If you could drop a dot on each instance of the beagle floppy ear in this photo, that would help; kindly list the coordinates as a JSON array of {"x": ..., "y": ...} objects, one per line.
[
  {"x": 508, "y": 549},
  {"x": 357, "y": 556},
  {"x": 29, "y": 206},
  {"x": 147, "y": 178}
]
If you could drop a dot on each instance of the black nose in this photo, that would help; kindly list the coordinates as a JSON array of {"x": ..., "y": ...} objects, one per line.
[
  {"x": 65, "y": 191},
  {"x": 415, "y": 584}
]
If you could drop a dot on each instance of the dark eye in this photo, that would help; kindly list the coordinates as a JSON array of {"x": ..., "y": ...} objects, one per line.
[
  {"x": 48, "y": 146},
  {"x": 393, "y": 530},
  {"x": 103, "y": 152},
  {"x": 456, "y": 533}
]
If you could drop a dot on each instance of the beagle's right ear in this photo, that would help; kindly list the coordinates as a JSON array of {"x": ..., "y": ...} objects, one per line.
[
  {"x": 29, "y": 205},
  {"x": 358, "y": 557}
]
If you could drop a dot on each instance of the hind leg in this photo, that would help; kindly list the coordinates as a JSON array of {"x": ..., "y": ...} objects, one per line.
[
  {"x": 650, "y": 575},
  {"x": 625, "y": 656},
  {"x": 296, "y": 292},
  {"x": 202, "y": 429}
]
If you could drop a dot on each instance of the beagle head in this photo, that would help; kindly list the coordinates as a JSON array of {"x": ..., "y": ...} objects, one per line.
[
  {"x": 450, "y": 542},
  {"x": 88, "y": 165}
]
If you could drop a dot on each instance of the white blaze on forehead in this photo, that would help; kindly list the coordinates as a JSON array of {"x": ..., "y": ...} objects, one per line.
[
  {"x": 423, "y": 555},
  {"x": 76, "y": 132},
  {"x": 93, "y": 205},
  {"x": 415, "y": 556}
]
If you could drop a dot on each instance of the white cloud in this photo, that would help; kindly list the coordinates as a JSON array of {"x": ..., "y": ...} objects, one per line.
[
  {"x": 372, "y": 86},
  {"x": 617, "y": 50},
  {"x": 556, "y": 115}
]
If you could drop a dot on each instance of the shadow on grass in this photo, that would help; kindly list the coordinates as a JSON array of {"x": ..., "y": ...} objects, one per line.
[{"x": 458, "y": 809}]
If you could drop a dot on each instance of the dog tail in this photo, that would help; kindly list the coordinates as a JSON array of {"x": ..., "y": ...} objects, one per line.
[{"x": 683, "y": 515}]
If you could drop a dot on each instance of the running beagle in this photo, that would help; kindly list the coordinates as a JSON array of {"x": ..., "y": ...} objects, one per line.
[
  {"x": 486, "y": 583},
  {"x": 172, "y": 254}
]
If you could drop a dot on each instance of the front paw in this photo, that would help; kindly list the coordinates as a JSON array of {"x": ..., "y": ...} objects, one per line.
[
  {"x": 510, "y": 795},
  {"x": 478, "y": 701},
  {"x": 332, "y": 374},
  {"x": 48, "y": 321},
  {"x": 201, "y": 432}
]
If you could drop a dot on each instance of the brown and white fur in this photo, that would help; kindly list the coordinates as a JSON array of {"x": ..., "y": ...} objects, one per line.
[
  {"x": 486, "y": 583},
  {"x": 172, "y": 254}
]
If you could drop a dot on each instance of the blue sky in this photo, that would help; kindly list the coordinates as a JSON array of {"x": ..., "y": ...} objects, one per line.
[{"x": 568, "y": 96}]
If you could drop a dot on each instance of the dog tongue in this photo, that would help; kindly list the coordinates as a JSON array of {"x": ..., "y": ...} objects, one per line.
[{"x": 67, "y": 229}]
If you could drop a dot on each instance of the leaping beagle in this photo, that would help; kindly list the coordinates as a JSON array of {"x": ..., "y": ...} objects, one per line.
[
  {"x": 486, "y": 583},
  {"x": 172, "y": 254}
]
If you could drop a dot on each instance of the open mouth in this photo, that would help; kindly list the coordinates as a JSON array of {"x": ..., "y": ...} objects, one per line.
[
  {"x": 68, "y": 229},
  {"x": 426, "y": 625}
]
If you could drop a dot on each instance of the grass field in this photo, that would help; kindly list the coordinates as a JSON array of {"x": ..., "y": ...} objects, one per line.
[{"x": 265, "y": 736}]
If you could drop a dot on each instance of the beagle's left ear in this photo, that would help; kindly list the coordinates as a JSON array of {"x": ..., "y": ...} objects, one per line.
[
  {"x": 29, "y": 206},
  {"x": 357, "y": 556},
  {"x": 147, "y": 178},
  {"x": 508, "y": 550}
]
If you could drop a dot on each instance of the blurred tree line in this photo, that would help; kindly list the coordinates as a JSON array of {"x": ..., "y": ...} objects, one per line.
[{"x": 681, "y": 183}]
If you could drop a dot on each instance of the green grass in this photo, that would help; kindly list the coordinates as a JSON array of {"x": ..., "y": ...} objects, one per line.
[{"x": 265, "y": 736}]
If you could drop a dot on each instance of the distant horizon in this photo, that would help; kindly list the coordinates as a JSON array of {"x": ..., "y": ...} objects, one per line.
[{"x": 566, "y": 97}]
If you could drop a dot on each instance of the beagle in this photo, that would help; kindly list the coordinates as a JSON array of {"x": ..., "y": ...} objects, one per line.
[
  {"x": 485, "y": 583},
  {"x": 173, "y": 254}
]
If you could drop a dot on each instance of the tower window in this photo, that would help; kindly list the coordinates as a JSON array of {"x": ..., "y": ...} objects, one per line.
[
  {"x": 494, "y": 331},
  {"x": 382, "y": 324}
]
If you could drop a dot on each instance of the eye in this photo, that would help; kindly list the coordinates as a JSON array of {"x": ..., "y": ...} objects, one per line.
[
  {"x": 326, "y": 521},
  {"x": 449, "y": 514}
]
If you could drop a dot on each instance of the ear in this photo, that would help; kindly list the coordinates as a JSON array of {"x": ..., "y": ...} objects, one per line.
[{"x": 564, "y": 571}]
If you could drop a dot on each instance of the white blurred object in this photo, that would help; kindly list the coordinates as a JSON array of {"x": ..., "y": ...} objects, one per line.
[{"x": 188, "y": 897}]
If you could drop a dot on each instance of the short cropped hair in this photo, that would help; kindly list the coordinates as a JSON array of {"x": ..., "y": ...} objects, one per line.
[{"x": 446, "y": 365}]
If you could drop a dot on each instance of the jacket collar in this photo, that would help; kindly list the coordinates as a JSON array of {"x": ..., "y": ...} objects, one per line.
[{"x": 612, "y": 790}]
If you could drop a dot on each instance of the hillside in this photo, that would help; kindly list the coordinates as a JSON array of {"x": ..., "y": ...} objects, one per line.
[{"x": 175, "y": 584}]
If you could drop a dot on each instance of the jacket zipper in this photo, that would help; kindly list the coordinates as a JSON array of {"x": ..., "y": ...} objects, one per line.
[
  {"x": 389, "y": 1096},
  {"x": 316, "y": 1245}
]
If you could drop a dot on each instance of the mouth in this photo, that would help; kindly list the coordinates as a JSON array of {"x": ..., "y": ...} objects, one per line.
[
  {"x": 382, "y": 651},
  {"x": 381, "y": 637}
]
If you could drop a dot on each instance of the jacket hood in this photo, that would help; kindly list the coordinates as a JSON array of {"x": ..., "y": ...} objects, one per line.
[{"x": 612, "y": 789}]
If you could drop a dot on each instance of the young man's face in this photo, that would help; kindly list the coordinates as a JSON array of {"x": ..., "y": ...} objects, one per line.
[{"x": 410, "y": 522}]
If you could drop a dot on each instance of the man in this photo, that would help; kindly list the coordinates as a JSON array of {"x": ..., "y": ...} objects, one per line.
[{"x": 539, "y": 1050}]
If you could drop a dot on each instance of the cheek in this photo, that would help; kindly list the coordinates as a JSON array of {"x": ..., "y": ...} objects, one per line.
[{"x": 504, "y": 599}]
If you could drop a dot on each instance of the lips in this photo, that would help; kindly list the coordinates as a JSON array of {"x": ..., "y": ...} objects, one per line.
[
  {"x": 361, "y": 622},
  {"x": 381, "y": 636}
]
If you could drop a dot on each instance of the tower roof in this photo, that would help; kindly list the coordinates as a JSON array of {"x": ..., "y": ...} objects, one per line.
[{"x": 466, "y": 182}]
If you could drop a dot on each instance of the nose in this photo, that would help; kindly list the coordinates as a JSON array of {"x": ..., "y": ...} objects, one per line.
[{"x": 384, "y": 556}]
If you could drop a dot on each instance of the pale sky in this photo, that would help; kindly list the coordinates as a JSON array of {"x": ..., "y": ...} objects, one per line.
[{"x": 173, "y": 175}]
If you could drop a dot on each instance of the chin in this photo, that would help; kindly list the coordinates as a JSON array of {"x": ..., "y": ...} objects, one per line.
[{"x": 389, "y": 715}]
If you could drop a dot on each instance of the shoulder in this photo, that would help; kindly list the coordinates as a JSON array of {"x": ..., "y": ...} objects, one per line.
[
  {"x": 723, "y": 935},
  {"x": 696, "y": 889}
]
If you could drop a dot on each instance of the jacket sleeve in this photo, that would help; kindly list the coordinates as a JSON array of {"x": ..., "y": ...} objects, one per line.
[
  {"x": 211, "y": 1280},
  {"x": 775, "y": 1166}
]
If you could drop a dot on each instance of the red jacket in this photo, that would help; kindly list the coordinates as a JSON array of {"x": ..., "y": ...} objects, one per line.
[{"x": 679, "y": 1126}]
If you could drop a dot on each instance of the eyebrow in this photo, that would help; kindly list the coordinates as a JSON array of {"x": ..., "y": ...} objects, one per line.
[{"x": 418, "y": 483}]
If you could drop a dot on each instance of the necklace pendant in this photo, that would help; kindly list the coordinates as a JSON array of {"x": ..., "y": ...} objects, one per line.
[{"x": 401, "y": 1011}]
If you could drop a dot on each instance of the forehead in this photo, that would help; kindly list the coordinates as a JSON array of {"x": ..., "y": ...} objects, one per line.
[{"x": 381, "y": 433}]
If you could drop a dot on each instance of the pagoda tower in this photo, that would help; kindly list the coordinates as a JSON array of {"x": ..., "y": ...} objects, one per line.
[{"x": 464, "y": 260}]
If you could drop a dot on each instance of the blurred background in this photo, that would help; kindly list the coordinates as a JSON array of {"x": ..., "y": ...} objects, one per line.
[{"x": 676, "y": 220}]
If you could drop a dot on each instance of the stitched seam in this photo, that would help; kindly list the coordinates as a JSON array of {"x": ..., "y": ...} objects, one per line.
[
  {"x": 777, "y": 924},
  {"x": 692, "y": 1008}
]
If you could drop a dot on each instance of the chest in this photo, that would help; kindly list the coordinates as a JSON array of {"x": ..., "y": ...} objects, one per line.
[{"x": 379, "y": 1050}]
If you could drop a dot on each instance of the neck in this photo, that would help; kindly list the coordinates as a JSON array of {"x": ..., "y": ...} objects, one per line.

#### What is being asked
Include both ends. Return the line holding "of the stitched" and all lines after it in the records above, exactly as written.

#### Expected answer
If you could drop a dot on each instance of the stitched seam in this photo, that would help; kindly list the coordinates as a JSON array of {"x": ..., "y": ...} objects, one per line.
[
  {"x": 777, "y": 924},
  {"x": 692, "y": 1008}
]
If you could drop a dot on each instance of the chest in this photo, that would help; kindly list the coordinates as a JSON array of {"x": ..., "y": ...} objects, one per line.
[{"x": 379, "y": 1050}]
If you could drop a dot on each instance of the neck in this photo, that would help; kindly list the coordinates as a JSON array of {"x": ..., "y": ...} objects, one per line.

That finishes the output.